### Stated goal
Render the lines of the items below as a JSON list of strings, one string per line, from the line with "rearview mirror -> box" to the line with "top-left (0, 350), bottom-right (640, 479)", both included, with blank lines left out. Leave the pictures out of the answer.

### Dataset
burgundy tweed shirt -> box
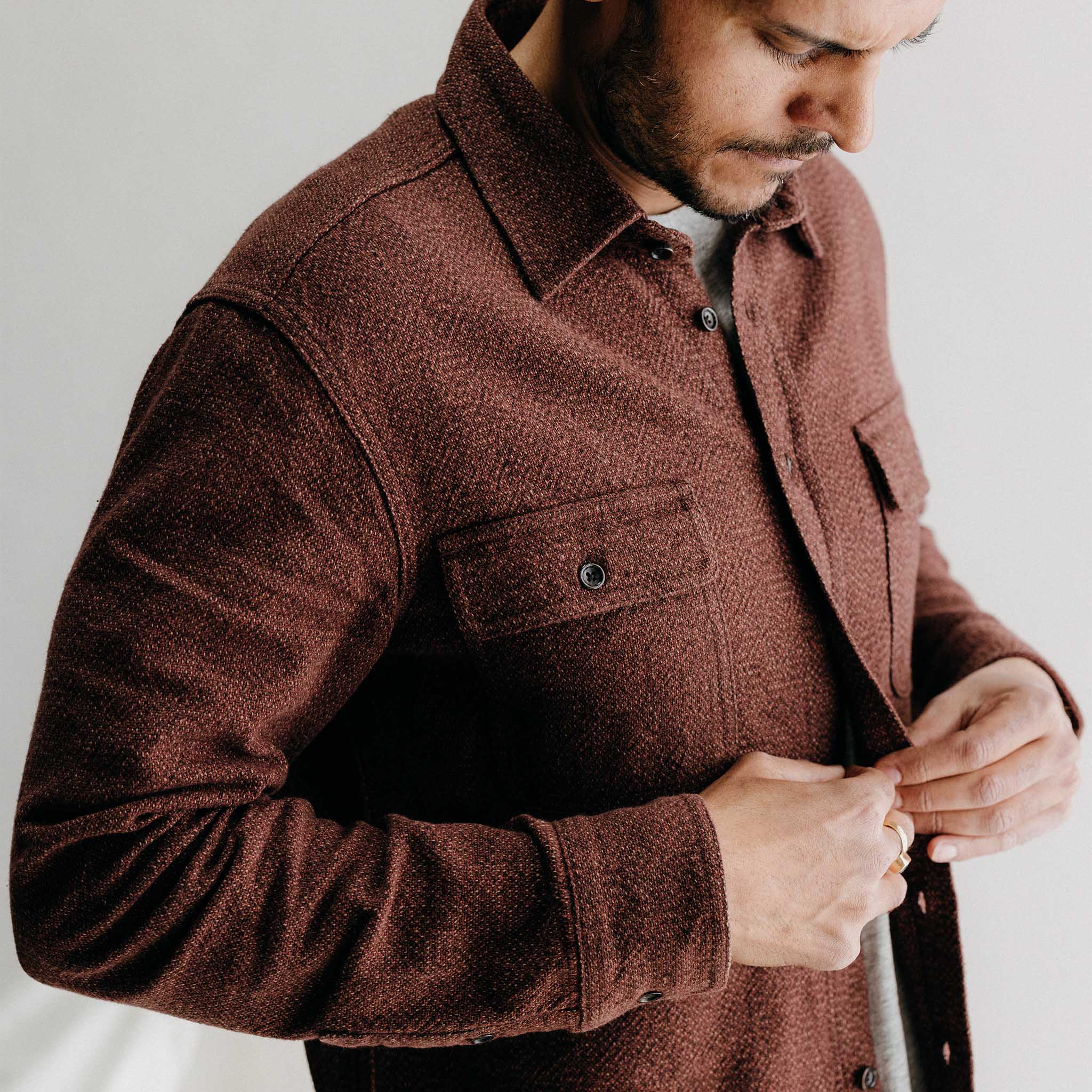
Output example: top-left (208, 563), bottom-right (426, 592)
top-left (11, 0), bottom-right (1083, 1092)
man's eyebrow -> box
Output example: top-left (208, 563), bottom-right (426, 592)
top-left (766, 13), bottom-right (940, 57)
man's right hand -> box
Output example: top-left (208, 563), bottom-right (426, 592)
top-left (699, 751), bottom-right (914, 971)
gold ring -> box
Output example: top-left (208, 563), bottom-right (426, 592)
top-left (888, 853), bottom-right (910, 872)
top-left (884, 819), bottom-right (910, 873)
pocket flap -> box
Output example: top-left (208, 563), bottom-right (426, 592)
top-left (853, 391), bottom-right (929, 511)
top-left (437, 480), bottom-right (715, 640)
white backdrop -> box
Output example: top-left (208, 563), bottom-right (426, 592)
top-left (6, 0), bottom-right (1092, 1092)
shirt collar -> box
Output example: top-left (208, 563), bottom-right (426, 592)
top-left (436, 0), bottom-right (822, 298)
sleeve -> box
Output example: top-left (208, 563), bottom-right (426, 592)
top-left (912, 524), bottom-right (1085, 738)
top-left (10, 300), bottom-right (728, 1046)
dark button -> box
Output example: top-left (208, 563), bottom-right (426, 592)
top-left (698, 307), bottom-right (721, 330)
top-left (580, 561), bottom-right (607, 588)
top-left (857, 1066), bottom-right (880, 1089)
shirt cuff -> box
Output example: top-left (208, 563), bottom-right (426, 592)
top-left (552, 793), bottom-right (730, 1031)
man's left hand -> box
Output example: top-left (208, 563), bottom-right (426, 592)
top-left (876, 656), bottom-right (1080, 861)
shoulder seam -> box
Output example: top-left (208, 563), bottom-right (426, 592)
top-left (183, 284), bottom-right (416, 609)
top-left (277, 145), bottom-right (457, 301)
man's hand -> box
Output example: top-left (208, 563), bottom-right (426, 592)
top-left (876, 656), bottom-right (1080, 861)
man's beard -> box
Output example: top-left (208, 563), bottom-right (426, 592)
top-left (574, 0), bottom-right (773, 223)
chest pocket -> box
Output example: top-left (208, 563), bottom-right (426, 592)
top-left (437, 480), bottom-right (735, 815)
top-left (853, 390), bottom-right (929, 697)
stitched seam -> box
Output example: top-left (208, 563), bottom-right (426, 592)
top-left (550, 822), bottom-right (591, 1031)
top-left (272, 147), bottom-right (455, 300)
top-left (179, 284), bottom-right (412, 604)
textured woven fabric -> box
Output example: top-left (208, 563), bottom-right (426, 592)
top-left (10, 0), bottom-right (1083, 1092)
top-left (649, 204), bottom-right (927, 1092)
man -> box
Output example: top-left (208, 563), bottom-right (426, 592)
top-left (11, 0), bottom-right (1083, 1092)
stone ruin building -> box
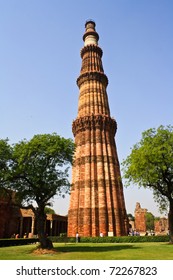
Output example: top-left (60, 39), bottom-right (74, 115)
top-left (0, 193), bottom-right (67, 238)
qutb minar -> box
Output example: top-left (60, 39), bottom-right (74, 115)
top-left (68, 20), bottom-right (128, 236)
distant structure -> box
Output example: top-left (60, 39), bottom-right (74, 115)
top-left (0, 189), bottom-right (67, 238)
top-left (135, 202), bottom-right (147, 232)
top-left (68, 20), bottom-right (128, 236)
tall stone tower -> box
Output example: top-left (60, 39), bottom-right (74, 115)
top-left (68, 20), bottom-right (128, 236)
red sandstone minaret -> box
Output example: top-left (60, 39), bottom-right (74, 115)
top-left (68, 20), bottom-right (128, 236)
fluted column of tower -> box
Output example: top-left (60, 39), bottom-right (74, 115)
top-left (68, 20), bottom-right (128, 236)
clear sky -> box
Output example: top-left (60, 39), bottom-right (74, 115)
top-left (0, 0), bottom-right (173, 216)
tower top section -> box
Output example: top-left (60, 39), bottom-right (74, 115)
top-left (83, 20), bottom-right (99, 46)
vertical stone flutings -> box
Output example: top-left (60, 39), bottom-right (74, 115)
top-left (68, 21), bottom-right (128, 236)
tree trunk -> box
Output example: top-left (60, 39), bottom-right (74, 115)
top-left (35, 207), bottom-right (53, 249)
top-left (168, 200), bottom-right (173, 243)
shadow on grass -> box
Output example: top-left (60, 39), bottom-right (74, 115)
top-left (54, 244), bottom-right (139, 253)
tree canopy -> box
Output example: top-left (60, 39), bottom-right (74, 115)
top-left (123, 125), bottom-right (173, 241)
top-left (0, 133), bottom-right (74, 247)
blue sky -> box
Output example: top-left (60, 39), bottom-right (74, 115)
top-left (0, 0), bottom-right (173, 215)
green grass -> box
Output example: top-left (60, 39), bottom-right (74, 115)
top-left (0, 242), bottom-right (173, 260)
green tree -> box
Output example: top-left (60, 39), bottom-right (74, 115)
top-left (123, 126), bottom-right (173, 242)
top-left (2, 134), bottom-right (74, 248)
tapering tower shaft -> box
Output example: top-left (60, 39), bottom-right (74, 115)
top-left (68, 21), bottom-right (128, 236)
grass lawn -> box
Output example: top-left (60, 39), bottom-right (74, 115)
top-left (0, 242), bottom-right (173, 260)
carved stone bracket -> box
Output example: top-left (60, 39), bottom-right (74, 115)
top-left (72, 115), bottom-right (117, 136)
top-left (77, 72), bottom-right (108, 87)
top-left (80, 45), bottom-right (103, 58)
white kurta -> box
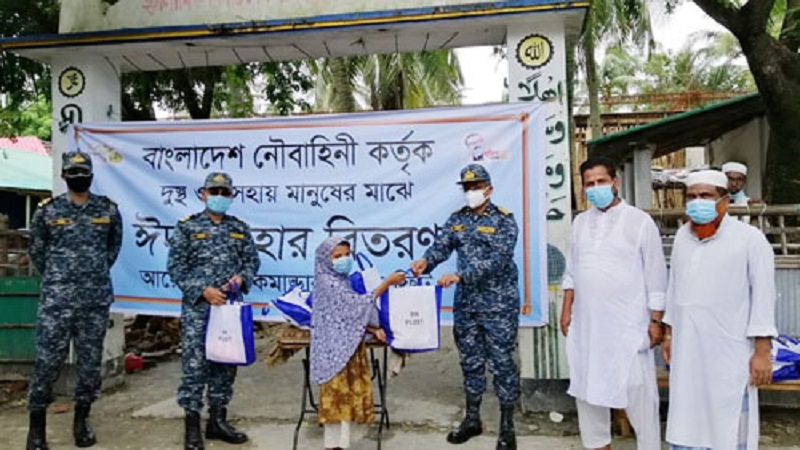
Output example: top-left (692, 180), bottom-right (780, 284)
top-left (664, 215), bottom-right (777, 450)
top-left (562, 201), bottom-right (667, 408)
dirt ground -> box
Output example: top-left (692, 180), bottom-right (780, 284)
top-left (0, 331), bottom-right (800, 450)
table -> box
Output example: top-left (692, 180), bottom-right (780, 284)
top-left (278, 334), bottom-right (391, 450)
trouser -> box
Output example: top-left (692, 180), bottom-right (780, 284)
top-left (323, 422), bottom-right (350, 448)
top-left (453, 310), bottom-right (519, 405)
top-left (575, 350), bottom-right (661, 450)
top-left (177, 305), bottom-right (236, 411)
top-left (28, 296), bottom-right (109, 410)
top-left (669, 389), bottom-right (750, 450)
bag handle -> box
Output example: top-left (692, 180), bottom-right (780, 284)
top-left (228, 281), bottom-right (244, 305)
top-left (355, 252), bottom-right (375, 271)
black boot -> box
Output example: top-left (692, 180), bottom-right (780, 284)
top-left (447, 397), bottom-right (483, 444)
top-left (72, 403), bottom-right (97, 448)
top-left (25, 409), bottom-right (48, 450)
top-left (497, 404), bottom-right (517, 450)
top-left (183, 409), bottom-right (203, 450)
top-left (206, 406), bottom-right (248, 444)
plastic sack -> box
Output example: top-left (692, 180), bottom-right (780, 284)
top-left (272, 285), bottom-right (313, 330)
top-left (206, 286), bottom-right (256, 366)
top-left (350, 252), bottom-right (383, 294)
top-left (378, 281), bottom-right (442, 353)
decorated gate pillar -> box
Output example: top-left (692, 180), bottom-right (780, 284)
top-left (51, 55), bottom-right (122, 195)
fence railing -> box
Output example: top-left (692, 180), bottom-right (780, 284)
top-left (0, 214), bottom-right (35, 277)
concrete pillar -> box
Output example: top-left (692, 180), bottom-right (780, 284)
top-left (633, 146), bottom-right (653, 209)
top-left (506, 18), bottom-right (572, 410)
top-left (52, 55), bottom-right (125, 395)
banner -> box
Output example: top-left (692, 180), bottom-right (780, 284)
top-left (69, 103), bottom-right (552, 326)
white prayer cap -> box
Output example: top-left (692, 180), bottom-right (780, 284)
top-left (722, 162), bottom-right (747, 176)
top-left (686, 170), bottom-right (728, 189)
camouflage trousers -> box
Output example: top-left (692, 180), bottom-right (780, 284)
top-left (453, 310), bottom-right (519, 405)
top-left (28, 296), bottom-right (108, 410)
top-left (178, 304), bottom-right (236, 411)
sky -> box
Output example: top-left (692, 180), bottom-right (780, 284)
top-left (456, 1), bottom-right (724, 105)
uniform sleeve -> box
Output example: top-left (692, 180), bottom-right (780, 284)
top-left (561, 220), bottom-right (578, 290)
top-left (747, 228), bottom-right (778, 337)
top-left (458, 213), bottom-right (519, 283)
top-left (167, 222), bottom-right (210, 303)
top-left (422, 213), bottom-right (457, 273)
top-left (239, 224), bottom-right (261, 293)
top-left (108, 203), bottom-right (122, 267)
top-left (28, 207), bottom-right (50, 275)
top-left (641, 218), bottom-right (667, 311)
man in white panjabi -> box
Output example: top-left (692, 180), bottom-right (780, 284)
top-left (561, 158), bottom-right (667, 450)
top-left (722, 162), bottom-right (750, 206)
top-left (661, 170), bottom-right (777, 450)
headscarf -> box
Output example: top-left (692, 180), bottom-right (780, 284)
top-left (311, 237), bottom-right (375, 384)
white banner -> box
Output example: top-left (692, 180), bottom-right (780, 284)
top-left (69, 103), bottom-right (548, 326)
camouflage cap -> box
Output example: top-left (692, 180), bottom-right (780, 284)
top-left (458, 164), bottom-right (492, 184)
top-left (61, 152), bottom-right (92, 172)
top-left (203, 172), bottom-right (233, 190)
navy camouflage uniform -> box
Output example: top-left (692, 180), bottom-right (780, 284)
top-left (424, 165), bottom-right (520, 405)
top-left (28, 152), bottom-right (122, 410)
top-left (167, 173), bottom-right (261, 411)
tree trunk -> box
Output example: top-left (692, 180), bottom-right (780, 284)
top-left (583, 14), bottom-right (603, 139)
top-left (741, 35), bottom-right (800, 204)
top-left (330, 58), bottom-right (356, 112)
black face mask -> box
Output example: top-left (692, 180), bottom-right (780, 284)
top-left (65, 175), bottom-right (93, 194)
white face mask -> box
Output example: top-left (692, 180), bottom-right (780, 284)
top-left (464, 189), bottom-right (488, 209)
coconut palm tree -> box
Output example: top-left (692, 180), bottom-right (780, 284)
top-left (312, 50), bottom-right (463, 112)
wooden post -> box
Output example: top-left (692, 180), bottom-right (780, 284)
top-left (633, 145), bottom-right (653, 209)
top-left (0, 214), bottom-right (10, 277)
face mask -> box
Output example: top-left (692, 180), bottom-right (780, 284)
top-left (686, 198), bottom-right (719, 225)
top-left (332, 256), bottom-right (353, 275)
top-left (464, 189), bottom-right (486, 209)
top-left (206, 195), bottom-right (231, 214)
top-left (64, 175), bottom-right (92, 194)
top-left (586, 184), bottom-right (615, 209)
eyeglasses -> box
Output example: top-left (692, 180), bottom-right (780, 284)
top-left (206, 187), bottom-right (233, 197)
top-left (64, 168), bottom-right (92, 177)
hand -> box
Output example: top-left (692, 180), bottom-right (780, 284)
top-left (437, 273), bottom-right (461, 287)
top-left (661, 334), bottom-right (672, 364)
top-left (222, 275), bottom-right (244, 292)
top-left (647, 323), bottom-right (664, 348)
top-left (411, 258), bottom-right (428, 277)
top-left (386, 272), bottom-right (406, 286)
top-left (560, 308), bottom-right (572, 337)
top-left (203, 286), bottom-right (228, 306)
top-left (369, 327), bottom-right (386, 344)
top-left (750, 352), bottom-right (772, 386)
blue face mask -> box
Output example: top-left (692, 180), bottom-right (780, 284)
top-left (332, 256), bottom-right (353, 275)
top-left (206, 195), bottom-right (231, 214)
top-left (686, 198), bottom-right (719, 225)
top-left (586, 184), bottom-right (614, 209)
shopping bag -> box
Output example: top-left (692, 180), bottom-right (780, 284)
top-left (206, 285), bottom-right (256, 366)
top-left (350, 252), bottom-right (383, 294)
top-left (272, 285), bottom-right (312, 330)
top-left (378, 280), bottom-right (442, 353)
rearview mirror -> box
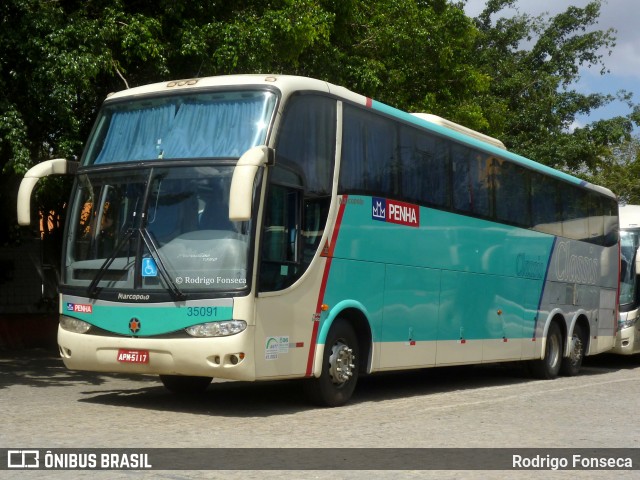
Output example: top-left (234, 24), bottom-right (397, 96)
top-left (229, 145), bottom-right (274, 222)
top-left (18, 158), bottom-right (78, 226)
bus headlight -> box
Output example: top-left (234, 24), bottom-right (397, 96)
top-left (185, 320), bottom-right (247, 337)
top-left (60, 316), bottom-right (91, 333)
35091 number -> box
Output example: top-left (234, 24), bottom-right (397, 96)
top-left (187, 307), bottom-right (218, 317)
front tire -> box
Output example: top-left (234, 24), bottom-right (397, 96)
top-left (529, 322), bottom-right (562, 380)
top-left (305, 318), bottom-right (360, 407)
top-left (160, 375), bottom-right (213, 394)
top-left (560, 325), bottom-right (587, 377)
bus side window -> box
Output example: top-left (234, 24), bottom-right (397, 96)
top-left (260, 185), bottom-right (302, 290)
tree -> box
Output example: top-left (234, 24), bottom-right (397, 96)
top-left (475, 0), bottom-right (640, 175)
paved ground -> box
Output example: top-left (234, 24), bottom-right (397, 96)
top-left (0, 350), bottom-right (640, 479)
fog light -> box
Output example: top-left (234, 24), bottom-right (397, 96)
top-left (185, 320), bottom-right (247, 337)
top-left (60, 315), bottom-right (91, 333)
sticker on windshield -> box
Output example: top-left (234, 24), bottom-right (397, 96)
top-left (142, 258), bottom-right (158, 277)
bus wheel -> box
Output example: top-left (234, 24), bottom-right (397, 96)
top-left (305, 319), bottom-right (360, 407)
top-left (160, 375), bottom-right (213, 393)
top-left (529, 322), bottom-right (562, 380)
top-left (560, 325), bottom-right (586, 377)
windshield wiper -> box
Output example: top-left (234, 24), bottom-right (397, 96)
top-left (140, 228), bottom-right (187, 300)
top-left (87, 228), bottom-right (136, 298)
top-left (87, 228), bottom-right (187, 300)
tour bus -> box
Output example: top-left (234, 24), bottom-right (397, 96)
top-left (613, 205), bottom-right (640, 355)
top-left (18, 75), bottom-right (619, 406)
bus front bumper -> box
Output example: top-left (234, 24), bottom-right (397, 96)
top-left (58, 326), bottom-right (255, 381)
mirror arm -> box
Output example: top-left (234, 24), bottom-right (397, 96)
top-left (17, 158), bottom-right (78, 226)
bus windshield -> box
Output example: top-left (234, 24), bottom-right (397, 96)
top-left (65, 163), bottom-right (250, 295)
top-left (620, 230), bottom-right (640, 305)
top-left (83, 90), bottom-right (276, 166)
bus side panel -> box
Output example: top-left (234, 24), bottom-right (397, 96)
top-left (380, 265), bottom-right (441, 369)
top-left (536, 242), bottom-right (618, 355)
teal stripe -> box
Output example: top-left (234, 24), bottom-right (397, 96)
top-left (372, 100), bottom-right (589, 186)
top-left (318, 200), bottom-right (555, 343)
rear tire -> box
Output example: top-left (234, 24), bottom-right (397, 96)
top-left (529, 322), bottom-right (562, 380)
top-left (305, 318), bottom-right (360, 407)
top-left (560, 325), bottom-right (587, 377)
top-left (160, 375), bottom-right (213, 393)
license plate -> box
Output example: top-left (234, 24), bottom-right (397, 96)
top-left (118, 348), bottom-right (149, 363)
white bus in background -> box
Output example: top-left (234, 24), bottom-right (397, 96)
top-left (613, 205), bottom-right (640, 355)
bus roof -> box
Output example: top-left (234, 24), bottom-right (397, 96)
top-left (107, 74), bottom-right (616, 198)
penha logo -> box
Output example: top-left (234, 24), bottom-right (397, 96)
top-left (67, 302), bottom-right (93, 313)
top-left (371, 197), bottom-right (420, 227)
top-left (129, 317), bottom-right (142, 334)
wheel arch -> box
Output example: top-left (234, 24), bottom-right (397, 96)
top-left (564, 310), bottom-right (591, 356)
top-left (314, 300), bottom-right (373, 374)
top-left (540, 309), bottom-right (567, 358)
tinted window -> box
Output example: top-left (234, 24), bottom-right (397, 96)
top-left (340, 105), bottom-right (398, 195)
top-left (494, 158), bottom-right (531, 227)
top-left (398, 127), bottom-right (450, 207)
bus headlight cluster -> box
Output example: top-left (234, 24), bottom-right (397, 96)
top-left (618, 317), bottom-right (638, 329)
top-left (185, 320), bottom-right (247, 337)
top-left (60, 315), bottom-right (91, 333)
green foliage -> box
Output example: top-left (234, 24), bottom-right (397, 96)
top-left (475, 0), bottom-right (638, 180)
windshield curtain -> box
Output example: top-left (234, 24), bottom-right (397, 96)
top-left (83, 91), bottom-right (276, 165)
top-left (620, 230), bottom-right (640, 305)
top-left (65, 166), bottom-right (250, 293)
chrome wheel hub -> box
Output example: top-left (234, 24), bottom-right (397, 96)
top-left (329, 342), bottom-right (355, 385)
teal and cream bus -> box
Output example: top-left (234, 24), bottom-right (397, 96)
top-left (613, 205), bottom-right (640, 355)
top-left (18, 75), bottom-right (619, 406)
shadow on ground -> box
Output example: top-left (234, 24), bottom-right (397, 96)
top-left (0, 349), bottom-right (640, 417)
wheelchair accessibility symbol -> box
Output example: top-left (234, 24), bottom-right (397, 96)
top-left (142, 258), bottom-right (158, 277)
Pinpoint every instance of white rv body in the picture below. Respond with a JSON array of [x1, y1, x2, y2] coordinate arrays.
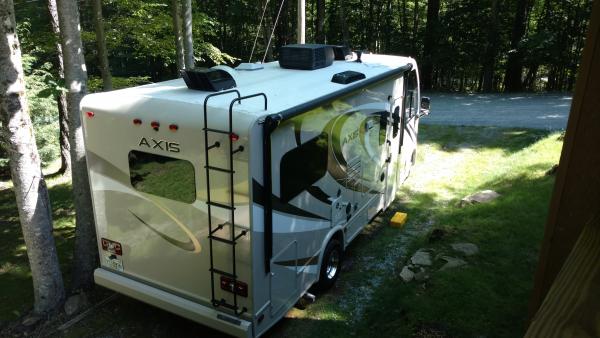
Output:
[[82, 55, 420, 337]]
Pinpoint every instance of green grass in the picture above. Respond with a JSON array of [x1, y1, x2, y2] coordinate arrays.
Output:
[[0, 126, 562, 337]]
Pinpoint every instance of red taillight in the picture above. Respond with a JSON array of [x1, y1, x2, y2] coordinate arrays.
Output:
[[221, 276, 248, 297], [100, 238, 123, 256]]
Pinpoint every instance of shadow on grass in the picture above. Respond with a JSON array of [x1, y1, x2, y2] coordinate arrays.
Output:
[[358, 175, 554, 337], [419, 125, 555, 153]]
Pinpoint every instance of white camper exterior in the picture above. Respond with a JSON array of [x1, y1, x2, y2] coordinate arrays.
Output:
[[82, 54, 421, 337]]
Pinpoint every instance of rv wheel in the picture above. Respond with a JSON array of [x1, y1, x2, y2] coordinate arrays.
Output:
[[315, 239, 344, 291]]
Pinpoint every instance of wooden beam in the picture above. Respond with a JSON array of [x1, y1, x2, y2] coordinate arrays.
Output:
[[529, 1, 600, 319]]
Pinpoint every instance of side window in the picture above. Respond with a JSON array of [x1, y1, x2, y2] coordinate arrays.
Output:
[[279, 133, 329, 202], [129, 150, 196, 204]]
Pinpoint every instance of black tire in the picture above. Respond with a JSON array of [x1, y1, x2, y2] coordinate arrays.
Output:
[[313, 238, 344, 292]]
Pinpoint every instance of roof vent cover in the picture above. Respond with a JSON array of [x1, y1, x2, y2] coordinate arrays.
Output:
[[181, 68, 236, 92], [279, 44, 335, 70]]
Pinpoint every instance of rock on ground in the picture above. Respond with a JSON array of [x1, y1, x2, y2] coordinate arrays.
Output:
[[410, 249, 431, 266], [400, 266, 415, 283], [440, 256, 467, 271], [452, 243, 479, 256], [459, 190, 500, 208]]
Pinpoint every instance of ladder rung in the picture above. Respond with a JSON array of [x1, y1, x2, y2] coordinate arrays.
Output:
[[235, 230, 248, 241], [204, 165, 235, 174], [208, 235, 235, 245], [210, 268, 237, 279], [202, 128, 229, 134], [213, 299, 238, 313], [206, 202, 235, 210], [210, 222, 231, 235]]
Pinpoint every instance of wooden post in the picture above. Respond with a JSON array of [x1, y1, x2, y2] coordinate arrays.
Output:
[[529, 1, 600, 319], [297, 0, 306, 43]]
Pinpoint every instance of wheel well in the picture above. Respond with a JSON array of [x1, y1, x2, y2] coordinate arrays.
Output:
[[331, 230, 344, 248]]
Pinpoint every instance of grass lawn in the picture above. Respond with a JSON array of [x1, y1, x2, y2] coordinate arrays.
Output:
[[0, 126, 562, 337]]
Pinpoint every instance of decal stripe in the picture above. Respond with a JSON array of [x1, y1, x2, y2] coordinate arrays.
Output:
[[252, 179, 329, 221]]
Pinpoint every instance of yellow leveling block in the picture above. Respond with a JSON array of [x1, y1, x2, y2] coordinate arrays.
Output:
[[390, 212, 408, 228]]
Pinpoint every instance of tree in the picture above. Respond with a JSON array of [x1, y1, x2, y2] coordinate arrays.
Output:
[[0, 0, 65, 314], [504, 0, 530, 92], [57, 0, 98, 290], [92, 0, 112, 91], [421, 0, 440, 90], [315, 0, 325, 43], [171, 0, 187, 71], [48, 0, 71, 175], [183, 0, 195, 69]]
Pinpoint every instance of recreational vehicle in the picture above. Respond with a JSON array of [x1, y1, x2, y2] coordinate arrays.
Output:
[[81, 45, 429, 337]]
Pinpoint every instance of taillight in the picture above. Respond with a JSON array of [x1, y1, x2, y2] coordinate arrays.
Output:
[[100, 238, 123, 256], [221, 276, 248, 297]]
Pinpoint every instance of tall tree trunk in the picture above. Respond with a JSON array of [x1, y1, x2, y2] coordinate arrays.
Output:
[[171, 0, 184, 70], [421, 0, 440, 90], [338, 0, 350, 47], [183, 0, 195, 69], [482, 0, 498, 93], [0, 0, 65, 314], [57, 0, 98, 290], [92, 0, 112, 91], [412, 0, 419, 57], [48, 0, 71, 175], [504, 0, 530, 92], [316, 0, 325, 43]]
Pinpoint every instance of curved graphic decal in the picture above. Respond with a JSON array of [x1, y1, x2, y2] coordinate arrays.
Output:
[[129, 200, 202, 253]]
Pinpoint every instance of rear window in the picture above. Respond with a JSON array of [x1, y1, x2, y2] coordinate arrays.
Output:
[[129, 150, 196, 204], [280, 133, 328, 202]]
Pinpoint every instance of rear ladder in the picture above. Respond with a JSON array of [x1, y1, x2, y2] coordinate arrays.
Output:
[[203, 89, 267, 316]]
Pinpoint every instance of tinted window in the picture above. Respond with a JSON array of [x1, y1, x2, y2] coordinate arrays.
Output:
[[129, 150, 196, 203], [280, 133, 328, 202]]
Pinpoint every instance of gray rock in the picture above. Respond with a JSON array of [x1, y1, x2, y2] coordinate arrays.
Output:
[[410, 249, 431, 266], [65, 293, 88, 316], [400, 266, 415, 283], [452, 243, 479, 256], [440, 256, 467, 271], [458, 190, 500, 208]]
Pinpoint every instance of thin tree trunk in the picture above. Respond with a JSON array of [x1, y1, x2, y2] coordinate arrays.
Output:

### Output below
[
  "rearview mirror -> box",
  "Output example: top-left (234, 24), bottom-right (397, 96)",
  "top-left (229, 145), bottom-right (274, 222)",
  "top-left (18, 158), bottom-right (78, 226)",
  "bus headlight -> box",
  "Output example: top-left (234, 24), bottom-right (397, 96)",
  "top-left (185, 320), bottom-right (247, 337)",
  "top-left (60, 316), bottom-right (91, 333)",
  "35091 number -> box",
  "Output example: top-left (234, 24), bottom-right (397, 96)",
  "top-left (187, 307), bottom-right (218, 317)",
  "front tire -> box",
  "Output example: top-left (234, 24), bottom-right (397, 96)",
  "top-left (529, 322), bottom-right (562, 380)",
  "top-left (305, 318), bottom-right (360, 407)",
  "top-left (160, 375), bottom-right (213, 394)",
  "top-left (560, 325), bottom-right (587, 377)",
  "bus side window -> box",
  "Output example: top-left (234, 24), bottom-right (397, 96)",
  "top-left (260, 185), bottom-right (302, 290)",
  "tree -> box",
  "Output example: top-left (234, 24), bottom-right (397, 96)",
  "top-left (475, 0), bottom-right (640, 175)",
  "paved ground -> box",
  "Output example: top-left (234, 24), bottom-right (397, 96)",
  "top-left (0, 350), bottom-right (640, 479)"
]